*** Opening PASSAGE PROVIDED ***

Sunlight may help lower blood pressure: study
British researchers found exposure to sunlight alters the level of nitric oxide in the skin, dilating blood vessels and thus easing hypertension. (Iakov Kalinin/Shutterstock.com)
PARIS (AFP) -- Sunlight may help to reduce high blood pressure, a danger factor for heart attacks and stroke, a new study suggests.
British researchers found exposure to sunlight alters the level of nitric oxide in the skin, dilating blood vessels and thus easing hypertension.
"Small amounts of NO (nitric oxide) are transferred from the skin to the circulation, lowering blood vessel tone," said Martin Feelisch, a professor of experimental medicine at the University of Southampton in southern England.
"As blood pressure drops, so does the risk of heart attack and stroke."
To conduct the study, the team analyzed 24 volunteers who were exposed to ultraviolet (UVA) light from tanning lamps for two 20-minute sessions.
In one session, the volunteers were exposed to both the UVA rays and the heat of the lamps.
In the second, the UV was blocked so that only the heat of the lamps affected the skin.
The findings back up data about blood pressure and cardiovascular disease, which are known to vary according to season and latitude.
Higher levels are observed in winter and in countries that are farther from the equator, where ultraviolet from the sun is lower.
"These results are significant to the ongoing debate about potential health benefits of sunlight and the role of Vitamin D in this process," Feelisch said in a statement.
"Avoiding excess sunlight exposure is critical to prevent skin cancer, but not being exposed to it at all, out of fear or as a result of a certain lifestyle, could increase the risk of cardiovascular disease."
The study was published Monday in the Journal of Investigative Dermatology.

*** Closing PASSAGE PROVIDED ***
*** Opening DATA UNDER STUDY ***

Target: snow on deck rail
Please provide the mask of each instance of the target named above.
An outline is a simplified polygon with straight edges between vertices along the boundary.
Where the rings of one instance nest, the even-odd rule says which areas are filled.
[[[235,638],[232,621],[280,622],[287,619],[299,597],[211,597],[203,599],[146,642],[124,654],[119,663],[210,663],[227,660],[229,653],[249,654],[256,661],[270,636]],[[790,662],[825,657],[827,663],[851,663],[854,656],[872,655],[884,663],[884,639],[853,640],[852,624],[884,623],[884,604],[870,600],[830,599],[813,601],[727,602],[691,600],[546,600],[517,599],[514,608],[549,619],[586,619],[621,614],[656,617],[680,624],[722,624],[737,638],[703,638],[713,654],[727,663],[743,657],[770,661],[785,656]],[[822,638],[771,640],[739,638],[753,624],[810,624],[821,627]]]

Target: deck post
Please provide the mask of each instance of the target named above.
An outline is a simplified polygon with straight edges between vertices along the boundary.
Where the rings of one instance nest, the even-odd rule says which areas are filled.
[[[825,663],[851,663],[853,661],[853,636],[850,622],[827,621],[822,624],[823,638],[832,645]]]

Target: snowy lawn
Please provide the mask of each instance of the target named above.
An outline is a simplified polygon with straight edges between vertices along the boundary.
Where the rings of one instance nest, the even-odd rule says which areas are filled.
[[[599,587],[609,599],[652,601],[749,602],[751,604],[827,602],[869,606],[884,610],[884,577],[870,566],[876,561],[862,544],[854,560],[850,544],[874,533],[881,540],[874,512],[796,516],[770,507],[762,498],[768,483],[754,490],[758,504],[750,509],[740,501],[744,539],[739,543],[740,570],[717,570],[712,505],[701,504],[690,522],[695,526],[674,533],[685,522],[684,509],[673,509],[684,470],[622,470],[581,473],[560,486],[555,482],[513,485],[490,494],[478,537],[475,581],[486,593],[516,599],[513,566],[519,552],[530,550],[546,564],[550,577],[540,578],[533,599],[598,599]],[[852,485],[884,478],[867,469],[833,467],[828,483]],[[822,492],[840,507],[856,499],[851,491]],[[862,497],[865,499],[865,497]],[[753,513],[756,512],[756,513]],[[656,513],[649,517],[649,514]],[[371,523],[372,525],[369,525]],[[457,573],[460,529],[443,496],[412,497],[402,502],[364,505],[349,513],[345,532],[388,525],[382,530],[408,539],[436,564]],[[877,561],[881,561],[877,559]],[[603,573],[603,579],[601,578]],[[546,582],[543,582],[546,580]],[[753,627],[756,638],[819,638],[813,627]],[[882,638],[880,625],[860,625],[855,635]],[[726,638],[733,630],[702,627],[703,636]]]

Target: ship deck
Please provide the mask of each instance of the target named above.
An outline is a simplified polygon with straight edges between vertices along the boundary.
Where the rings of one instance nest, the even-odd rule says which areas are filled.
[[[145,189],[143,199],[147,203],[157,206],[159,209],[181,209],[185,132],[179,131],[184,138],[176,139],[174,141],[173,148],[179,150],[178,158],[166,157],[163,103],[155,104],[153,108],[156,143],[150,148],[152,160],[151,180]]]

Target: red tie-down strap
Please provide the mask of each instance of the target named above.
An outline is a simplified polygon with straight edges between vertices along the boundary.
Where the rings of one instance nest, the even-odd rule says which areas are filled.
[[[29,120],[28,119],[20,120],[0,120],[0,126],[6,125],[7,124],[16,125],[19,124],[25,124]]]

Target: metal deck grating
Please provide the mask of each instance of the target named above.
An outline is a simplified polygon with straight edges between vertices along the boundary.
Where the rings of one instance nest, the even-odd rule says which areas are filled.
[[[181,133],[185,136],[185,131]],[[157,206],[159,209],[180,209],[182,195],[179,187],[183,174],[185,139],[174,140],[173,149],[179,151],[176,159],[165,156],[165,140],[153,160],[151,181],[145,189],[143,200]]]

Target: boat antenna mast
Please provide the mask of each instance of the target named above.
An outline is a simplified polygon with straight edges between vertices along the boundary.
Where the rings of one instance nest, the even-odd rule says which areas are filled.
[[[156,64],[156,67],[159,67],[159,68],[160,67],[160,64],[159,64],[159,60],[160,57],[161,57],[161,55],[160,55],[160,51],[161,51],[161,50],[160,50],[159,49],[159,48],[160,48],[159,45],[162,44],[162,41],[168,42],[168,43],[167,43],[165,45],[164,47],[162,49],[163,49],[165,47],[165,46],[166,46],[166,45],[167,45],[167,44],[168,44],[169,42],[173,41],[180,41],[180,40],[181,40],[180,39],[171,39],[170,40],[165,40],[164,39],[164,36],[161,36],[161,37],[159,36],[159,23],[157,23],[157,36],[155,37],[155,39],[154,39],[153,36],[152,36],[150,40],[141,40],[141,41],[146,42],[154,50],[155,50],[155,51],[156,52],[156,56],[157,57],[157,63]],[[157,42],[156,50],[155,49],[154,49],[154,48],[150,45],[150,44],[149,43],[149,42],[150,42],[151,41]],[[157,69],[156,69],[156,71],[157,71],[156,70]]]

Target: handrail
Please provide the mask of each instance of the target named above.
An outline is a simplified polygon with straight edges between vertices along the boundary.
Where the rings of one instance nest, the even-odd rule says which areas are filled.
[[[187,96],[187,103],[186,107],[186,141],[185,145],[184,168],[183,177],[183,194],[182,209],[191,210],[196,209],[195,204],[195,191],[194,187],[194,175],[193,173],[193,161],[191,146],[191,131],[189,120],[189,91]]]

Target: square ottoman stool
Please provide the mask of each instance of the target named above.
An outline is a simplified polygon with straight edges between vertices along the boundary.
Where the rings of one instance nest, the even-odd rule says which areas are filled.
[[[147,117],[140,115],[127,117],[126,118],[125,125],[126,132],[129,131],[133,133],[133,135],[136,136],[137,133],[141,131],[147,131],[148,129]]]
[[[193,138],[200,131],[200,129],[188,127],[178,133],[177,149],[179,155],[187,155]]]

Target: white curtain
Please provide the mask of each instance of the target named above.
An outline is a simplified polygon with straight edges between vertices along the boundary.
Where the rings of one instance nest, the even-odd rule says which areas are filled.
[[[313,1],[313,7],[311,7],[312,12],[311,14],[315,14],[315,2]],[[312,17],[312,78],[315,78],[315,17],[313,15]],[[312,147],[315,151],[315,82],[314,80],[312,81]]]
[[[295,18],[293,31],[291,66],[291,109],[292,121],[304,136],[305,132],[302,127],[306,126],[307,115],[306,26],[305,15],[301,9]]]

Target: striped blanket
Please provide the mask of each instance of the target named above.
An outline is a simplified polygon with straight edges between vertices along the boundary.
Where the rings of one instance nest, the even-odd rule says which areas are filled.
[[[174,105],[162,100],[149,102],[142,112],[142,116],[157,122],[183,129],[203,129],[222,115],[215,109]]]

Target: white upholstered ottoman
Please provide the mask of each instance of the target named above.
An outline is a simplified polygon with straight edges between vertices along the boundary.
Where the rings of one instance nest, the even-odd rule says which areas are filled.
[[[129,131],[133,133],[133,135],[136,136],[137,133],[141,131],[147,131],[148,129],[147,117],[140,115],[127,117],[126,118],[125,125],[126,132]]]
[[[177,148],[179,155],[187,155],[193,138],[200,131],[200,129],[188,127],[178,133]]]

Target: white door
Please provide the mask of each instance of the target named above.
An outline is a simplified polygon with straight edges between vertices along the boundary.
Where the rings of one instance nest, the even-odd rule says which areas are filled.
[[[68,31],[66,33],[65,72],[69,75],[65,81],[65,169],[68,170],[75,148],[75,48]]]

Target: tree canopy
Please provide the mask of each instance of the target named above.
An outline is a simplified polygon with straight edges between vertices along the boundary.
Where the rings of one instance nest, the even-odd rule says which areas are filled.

*** Closing DATA UNDER STUDY ***

CHECK YOUR UNDERSTANDING:
• A. Summarize the article on sunlight and blood pressure in two sentences.
• B. Reproduce the part of the article on sunlight and blood pressure between "PARIS (AFP) -- Sunlight" and "two 20-minute sessions.", inclusive.

OUTPUTS BY TASK:
• A. A British study suggests that sunlight may help lower high blood pressure, since exposure alters nitric oxide levels in the skin and dilates blood vessels. The team tested 24 volunteers under tanning lamps, and Martin Feelisch of the University of Southampton said that while avoiding excess sunlight prevents skin cancer, getting none at all could raise the risk of cardiovascular disease.

• B.
PARIS (AFP) -- Sunlight may help to reduce high blood pressure, a danger factor for heart attacks and stroke, a new study suggests.
British researchers found exposure to sunlight alters the level of nitric oxide in the skin, dilating blood vessels and thus easing hypertension.
"Small amounts of NO (nitric oxide) are transferred from the skin to the circulation, lowering blood vessel tone," said Martin Feelisch, a professor of experimental medicine at the University of Southampton in southern England.
"As blood pressure drops, so does the risk of heart attack and stroke."
To conduct the study, the team analyzed 24 volunteers who were exposed to ultraviolet (UVA) light from tanning lamps for two 20-minute sessions.